● The records:
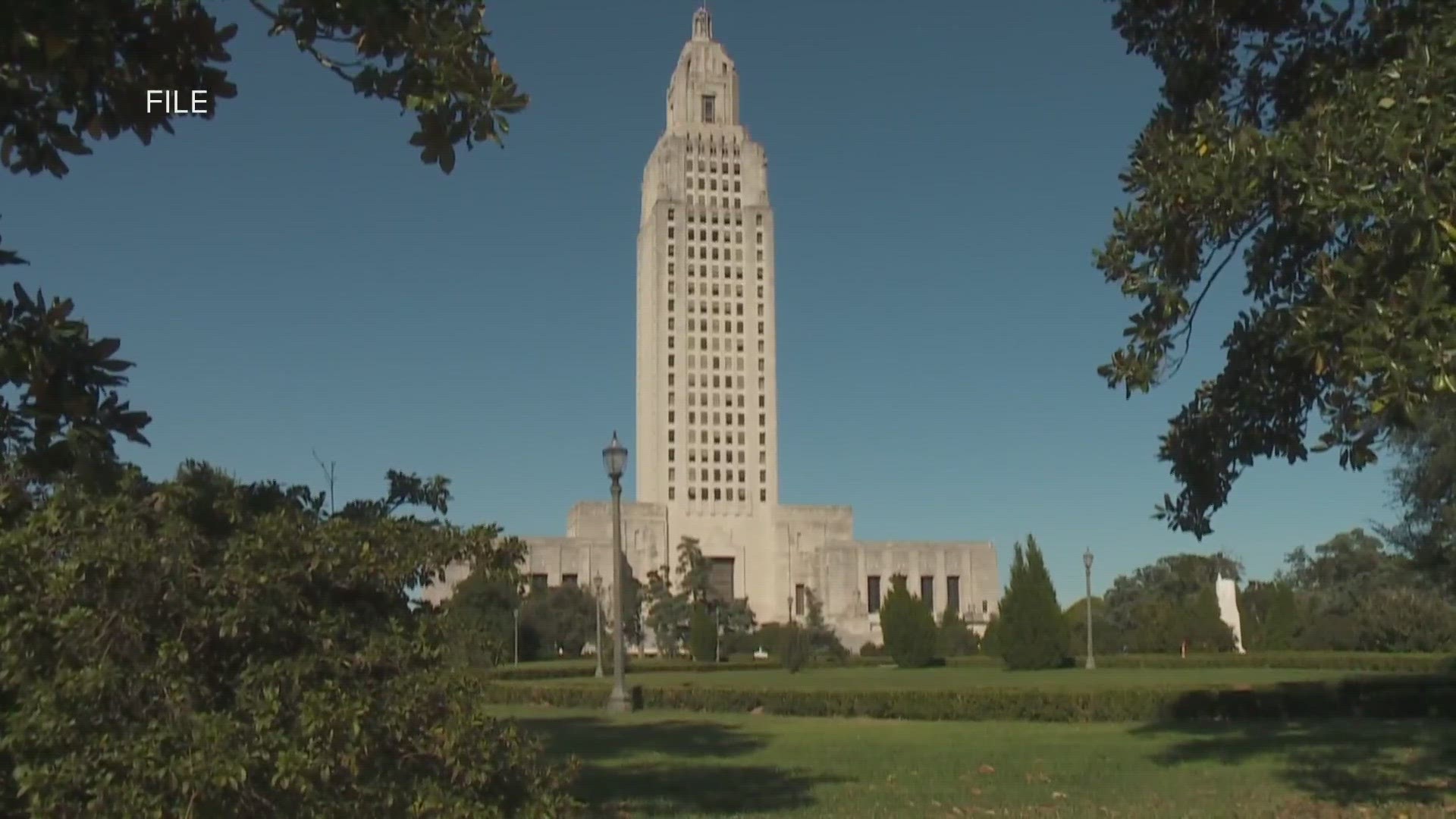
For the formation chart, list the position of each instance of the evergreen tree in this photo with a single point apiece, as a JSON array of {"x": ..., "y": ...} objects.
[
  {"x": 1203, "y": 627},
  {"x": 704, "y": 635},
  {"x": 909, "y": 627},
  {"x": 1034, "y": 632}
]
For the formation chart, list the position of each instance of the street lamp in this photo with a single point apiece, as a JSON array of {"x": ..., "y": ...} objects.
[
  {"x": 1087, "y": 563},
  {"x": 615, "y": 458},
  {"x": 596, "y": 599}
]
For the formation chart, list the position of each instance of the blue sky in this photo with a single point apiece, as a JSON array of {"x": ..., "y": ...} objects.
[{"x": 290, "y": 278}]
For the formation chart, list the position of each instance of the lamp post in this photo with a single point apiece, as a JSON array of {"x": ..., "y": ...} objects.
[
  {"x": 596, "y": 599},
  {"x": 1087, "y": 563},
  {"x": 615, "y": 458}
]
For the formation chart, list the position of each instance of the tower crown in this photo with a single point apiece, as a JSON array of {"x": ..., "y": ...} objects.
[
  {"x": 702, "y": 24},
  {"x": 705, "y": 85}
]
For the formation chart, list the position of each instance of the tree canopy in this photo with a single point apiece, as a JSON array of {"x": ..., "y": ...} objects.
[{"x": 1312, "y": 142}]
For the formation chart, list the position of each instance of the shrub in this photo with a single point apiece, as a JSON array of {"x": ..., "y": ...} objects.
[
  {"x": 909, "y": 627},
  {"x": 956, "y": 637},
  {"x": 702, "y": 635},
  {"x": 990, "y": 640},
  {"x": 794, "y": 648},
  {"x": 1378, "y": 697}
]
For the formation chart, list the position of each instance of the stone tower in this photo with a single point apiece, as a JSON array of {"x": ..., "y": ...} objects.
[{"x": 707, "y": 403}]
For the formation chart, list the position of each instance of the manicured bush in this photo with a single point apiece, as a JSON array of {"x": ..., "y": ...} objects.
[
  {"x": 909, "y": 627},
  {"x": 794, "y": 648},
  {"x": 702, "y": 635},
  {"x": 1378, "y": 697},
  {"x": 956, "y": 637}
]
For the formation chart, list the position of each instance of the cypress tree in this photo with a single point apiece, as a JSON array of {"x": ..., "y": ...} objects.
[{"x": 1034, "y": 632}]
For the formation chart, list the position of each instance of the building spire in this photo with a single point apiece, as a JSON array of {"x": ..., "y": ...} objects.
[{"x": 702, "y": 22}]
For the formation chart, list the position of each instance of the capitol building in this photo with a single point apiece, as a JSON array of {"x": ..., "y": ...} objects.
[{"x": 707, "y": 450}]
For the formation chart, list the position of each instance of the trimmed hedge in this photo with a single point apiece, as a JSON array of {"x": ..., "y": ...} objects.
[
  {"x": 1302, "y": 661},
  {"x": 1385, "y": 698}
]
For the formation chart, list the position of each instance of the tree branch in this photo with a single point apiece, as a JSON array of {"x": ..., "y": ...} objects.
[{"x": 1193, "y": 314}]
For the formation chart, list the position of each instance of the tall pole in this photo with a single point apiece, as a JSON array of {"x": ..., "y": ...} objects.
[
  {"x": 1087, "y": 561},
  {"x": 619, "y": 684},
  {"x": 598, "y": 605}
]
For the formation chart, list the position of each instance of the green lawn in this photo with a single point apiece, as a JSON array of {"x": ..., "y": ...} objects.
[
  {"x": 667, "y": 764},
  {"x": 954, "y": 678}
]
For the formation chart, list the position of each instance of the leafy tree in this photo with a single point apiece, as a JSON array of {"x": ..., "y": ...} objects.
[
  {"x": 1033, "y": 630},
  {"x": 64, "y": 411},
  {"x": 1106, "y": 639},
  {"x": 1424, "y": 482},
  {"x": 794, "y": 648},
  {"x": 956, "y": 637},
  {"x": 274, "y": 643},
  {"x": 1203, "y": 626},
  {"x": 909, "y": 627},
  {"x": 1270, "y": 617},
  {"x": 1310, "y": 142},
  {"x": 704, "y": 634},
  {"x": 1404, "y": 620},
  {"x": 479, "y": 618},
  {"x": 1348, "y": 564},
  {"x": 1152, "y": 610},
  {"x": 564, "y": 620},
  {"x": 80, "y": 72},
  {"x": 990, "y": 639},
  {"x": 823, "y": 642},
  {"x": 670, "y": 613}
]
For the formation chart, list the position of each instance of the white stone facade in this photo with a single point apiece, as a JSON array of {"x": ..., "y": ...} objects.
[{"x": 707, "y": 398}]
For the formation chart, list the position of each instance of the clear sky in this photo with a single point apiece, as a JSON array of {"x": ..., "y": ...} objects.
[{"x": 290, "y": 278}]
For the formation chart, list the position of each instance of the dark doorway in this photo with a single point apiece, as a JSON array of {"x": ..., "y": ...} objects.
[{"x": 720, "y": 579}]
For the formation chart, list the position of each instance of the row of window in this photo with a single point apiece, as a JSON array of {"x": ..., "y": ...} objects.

● Task goal:
In your copy, restate the data above word for word but leave out any picture.

● Result:
For the formation chart, list the position of each instance of the evergreen tree in this photo with a single point apiece, as a JSON array of {"x": ..., "y": ...} objects.
[
  {"x": 1203, "y": 627},
  {"x": 704, "y": 635},
  {"x": 909, "y": 627},
  {"x": 1034, "y": 632}
]
For the formation chart, list the position of each instance of the street lamp in this photo with a single point apiece, as a JSON array of {"x": ..., "y": ...} objects.
[
  {"x": 1087, "y": 563},
  {"x": 615, "y": 458},
  {"x": 596, "y": 599}
]
For the formation chart, list the position of each instance of the blue sky in this photo with a single point apiece, as a JSON array of {"x": ..., "y": ...} objects.
[{"x": 290, "y": 278}]
For the formation chart, list the position of each instance of the lamp post in this photo with a single point apiece, as a JSON array of {"x": ..., "y": ...} objects.
[
  {"x": 596, "y": 599},
  {"x": 1087, "y": 563},
  {"x": 615, "y": 458}
]
For the formation chart, list the position of each instance of the tower crown in this photo with a single point apiece, as a JSON array of {"x": ..., "y": ...} objects.
[
  {"x": 702, "y": 24},
  {"x": 705, "y": 85}
]
For the formation chart, list the position of each instance of the tree canopy in this photo with a single point apiece, as a JSON array of {"x": ..., "y": ...} objects.
[{"x": 1312, "y": 142}]
For the formation chart, list the position of each instance of the shrub in this photo with a single point apiece, as a JSON array of {"x": ..., "y": ...} objects.
[
  {"x": 909, "y": 627},
  {"x": 956, "y": 637},
  {"x": 702, "y": 635},
  {"x": 990, "y": 640},
  {"x": 794, "y": 648},
  {"x": 1378, "y": 697}
]
For the formation chart, list the position of each instance of the stone tower in this photo with a single point apiece, as a JSON array of {"x": ..., "y": ...} objects.
[{"x": 707, "y": 403}]
For the formation chart, list the position of each instance of the manicured bush in this photo with a single point apiece, as a JSON array of {"x": ..., "y": ...} objects.
[
  {"x": 909, "y": 627},
  {"x": 794, "y": 648},
  {"x": 702, "y": 635},
  {"x": 1378, "y": 697},
  {"x": 956, "y": 637}
]
For the formation chart, list the position of each instance of the cypress tree in this photo with a single point apiece, as a JSON array of {"x": ..., "y": ...} objects.
[{"x": 1034, "y": 632}]
For the formation chart, list the position of each instance of the building spire in this photo with a single point apiece, as a JSON array of {"x": ..., "y": ...} objects.
[{"x": 702, "y": 22}]
For the formation chart, list the position of each instance of the capitol building in this photo with a single point apiece, as a JSON array of {"x": ..., "y": ...} objects.
[{"x": 707, "y": 450}]
For the formation chart, list the position of each instance of the trimmed hedge in this photo with a single point apiece, as a JSON array of {"x": ..., "y": ...} objects.
[
  {"x": 1302, "y": 661},
  {"x": 1385, "y": 698}
]
For the formation chart, list the position of each instance of the tree branch in this photo with a single point apiece, as a JSON array of {"x": ..., "y": ...} objects.
[{"x": 1193, "y": 314}]
For the formation chart, list the position of each instance of the tall pole in this photo with a single point apiece, as a JSON array of {"x": ..., "y": ...} objects.
[
  {"x": 1087, "y": 561},
  {"x": 619, "y": 684},
  {"x": 598, "y": 605}
]
For the formation chart, list the position of each instance of the green lawn in this photo with a single point apiece, as a JSON array of {"x": ..., "y": ...} objects.
[
  {"x": 667, "y": 764},
  {"x": 954, "y": 678}
]
For the formation chart, list the position of each instance of the leafy tree in this photo with a single point apiece, as a JSON array of {"x": ..., "y": ...} objects.
[
  {"x": 1033, "y": 630},
  {"x": 64, "y": 411},
  {"x": 1106, "y": 639},
  {"x": 1424, "y": 482},
  {"x": 794, "y": 648},
  {"x": 956, "y": 637},
  {"x": 274, "y": 643},
  {"x": 1203, "y": 626},
  {"x": 909, "y": 627},
  {"x": 1270, "y": 617},
  {"x": 1310, "y": 142},
  {"x": 704, "y": 634},
  {"x": 1404, "y": 620},
  {"x": 479, "y": 618},
  {"x": 1348, "y": 564},
  {"x": 1152, "y": 610},
  {"x": 564, "y": 620},
  {"x": 80, "y": 72},
  {"x": 990, "y": 639},
  {"x": 823, "y": 642},
  {"x": 670, "y": 613}
]
For the formation chart, list the position of each instance of the white stone facade in this photo with a single point apiece, as a JSON array of {"x": ..., "y": ...} objects.
[{"x": 707, "y": 398}]
For the formation chart, list the position of each instance of the clear sky in this photo with a single point apiece, as a JSON array of {"x": ..., "y": ...} objects.
[{"x": 290, "y": 278}]
For the formation chart, list the position of each instance of the dark doorway in this photo with a single point apiece, as a JSON array of {"x": ..., "y": ...} objects.
[{"x": 720, "y": 579}]
For the formation chart, list the position of each instance of the row of window in this photo with a single point apiece, as a JSON array of {"x": ..., "y": ...} objects.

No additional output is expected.